- PROMPT -
The following data has a line with "A point set on every instance of the wooden" and a line with "Target: pink moss phlox field". Write out exactly those lines and all the lines between them.

TASK MATERIAL START

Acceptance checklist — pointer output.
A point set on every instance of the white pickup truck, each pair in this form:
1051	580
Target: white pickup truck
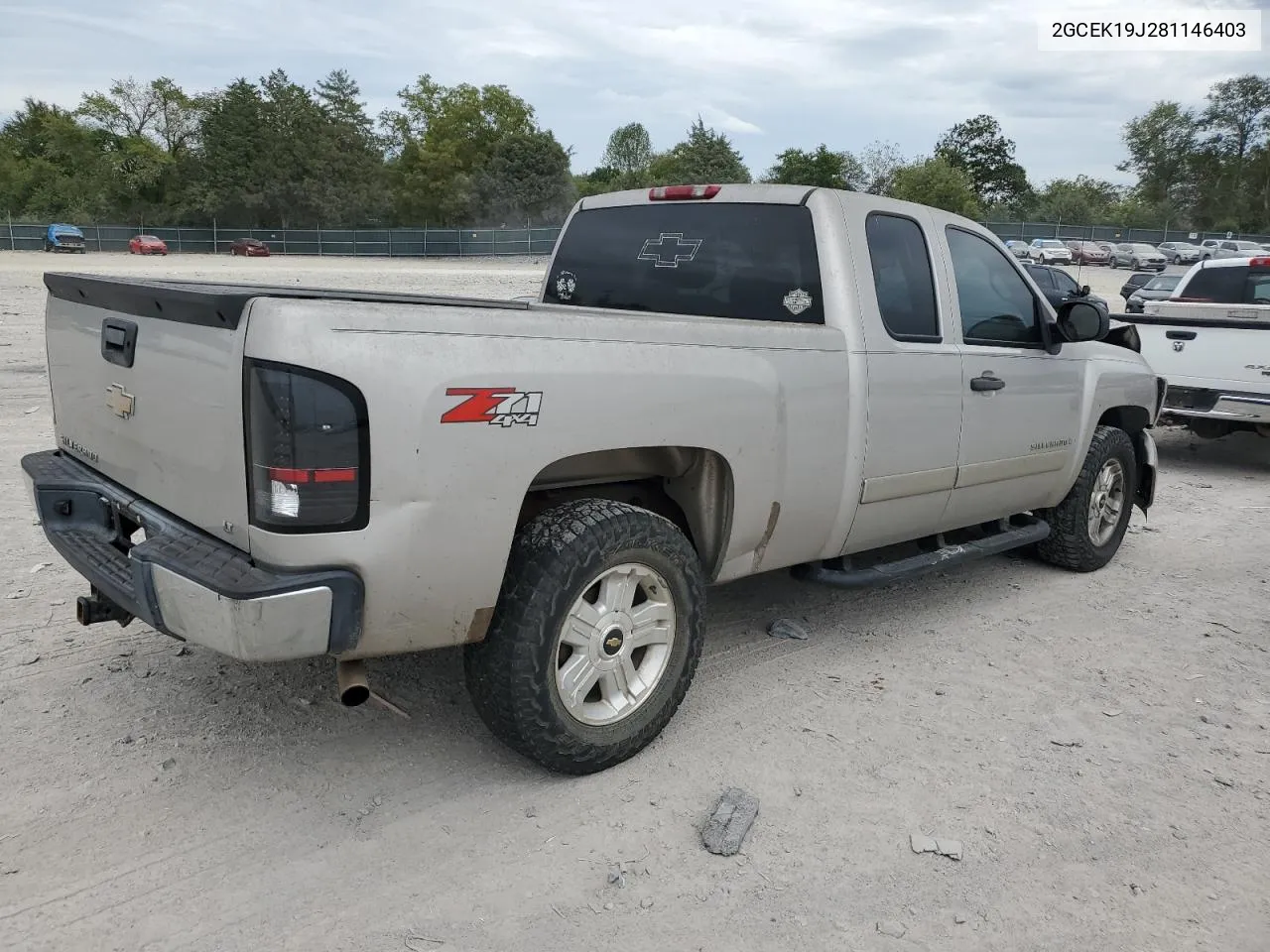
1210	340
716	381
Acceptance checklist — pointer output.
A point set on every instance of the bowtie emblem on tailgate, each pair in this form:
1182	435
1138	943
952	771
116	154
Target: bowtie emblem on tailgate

TASK MATERIAL END
TASK MATERIAL START

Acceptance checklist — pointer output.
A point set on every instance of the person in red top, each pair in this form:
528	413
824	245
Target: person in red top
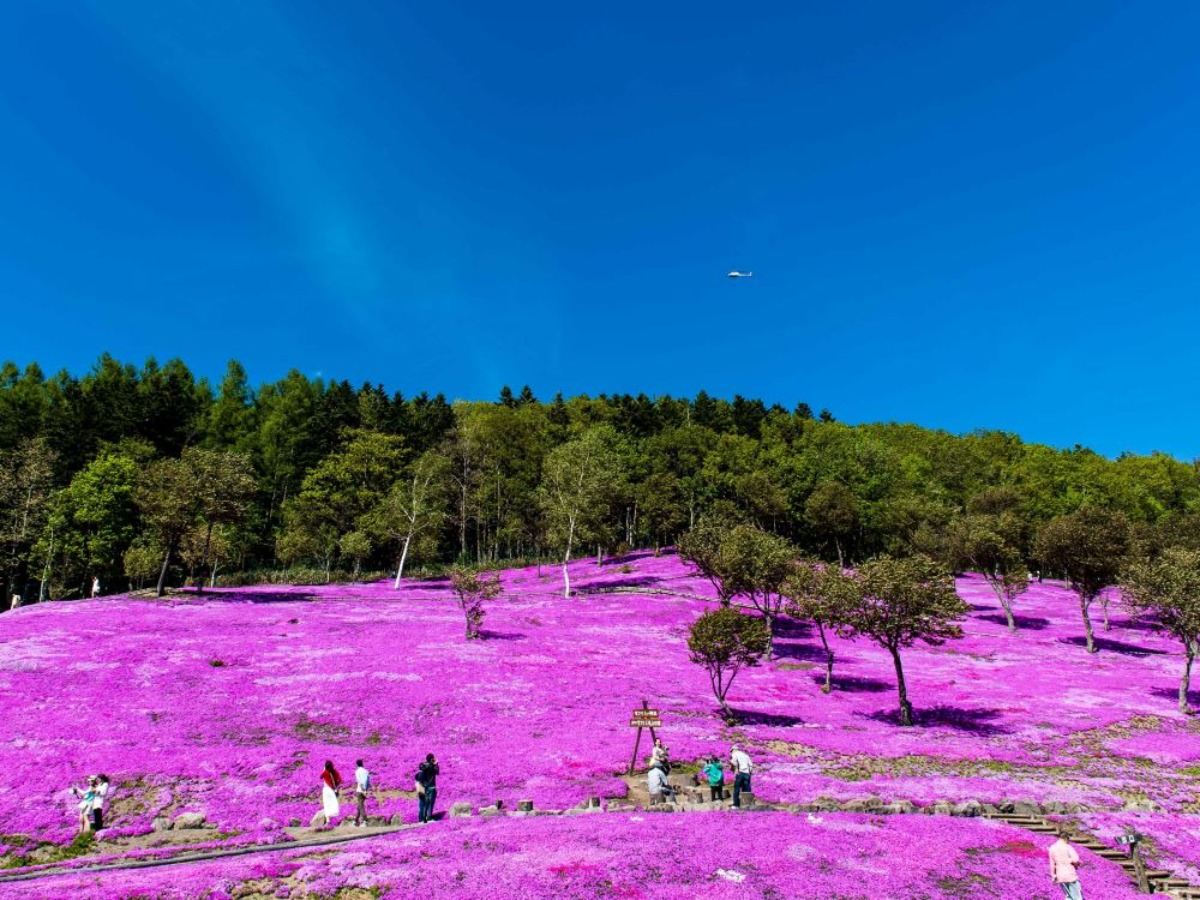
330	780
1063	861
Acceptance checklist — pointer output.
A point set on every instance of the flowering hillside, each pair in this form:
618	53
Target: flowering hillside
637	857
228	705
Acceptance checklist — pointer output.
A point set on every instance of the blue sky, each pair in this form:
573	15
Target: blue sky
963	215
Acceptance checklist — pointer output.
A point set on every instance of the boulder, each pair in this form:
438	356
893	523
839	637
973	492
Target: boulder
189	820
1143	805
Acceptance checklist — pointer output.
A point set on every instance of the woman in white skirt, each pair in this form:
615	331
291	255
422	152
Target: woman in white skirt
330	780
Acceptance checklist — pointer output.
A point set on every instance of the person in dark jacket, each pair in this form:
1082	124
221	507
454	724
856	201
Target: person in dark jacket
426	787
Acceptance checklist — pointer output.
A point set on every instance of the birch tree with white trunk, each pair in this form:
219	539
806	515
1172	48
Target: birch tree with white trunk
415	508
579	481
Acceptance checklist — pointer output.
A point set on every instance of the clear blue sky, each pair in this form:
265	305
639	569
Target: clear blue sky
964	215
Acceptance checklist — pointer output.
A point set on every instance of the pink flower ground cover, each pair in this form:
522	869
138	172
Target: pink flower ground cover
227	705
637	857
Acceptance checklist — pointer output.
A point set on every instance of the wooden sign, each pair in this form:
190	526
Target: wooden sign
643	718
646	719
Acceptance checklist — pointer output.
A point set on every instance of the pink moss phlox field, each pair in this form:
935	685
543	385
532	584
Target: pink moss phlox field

TASK MATERIAL END

- TASK RESULT -
A point set on every instance of the wooden sign, each pair in this form:
190	526
Target: wooden sign
643	718
646	719
Acceptance checklist — pointer output.
A point set on every instance of the pink moss phlox field, each pair in this form:
935	685
543	385
532	584
Target: pink moss phlox field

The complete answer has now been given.